» **The problem**: Copy the entries exactly, leaving out nothing.

(Stored data entries)
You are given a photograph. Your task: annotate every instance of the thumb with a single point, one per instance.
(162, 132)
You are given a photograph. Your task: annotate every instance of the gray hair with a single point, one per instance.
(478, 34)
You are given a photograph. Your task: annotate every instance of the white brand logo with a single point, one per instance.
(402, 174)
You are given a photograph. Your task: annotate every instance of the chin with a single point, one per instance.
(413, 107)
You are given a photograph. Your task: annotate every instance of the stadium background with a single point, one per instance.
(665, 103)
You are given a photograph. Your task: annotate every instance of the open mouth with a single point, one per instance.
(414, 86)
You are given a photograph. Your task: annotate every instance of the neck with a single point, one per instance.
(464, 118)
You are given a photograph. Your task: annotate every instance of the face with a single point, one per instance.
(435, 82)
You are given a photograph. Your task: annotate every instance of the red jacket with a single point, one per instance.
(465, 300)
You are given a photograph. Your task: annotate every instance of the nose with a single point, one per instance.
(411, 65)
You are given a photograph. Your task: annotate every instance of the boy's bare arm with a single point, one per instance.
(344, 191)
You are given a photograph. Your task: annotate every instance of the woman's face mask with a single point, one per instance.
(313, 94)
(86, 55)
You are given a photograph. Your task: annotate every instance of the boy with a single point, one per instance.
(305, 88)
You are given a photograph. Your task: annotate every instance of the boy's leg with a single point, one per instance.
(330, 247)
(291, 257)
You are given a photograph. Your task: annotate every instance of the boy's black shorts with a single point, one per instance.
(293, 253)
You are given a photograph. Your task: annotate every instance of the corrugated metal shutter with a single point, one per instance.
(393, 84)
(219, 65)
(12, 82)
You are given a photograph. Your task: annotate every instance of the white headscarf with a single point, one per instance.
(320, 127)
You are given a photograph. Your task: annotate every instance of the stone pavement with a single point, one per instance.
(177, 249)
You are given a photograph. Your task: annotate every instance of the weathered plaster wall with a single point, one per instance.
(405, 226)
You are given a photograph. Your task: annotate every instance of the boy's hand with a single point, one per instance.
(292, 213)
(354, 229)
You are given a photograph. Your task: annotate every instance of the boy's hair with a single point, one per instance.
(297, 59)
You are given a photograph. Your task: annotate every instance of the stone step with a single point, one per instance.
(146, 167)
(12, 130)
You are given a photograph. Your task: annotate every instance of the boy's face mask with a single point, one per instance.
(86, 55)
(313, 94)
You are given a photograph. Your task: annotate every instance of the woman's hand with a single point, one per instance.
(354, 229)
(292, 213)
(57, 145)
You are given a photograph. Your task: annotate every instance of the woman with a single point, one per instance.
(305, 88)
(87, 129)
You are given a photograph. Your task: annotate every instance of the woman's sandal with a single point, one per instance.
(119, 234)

» **Answer space**:
You are given a photograph. Your task: annotate every instance of the thumb with a single point, one per instance.
(162, 132)
You are given a photograph. Your task: annotate every instance of the gray hair with a single point, one per instance.
(478, 34)
You are given a photograph. Your task: annotate every instance of the white brand logo with a single point, one per instance.
(402, 174)
You are given a photograph. Your task: annotate every instance of the chin with a single point, one per instance.
(413, 107)
You are given a photograph. Your task: annotate every instance of the stadium background with a single point, one per instance.
(665, 103)
You are given a photograph. Your task: annotate every instance of the open mouth with a single point, one per instance.
(414, 86)
You are given a photograph. Your task: annotate every instance of the neck with a single point, one per instance.
(464, 118)
You are given a photograph. Your task: annotate every instance of the face with a single point, one per instance.
(435, 82)
You are given a photograph. Your task: annotate every instance of the red jacket with a single point, one per instance.
(465, 300)
You are given a photograph. Your task: annotate every instance of the nose with a single point, one per instance.
(411, 65)
You are given a photograph. Your task: annotate every instance of the boy's bare arm with a single point, one per instance.
(344, 191)
You are given a photograph. Your task: annotate every instance of the woman's face mask with a single point, one per instance.
(313, 94)
(86, 55)
You are given a photograph. Your task: annotate every instance of the boy with a single point, one per instance.
(305, 88)
You are given a photograph. Your task: annotate every instance of the boy's leg with a single point, one per instance.
(330, 247)
(291, 257)
You are given a photograph. Your task: annotate every instance of the boy's black shorts with a single point, one per instance.
(293, 253)
You are given a photograph. Your task: annotate every instance of the corrugated metal shutter with a single point, one per instance.
(393, 84)
(219, 65)
(12, 82)
You are given a photograph. Your task: annotate every instance of the white headscarf with a single point, one per instance.
(320, 127)
You are given a photograph. Your task: annotate every instance of the stone pavement with a single point, one per instance.
(177, 249)
You are given a photograph. Your task: annotate every instance of the weathered plaster wall with a single point, one per instance.
(405, 226)
You are given a photograph. Your task: annotate every instance of the boy's hand with a single point, one per instance.
(292, 213)
(354, 229)
You are given a photograph. Your task: annotate every instance of the boy's hair with a single point, one per instance.
(297, 59)
You are given a photograph. Your task: annotate every instance of the stone step with a single point, one per instance.
(146, 167)
(12, 130)
You are given a photograph. Your task: annotate every instance of the boy's face mask with a single point, one per instance.
(86, 55)
(313, 94)
You are given a photograph. Your task: annotate every instance of the woman's hand with a single point, one per instance.
(354, 229)
(292, 213)
(57, 145)
You are given a photograph. Your task: annotate every instance of the woman with a single point, one per instance.
(305, 88)
(87, 129)
You are given a photograph. Your task: annotate every instance of the woman's sandal with a single point, one per instance.
(119, 234)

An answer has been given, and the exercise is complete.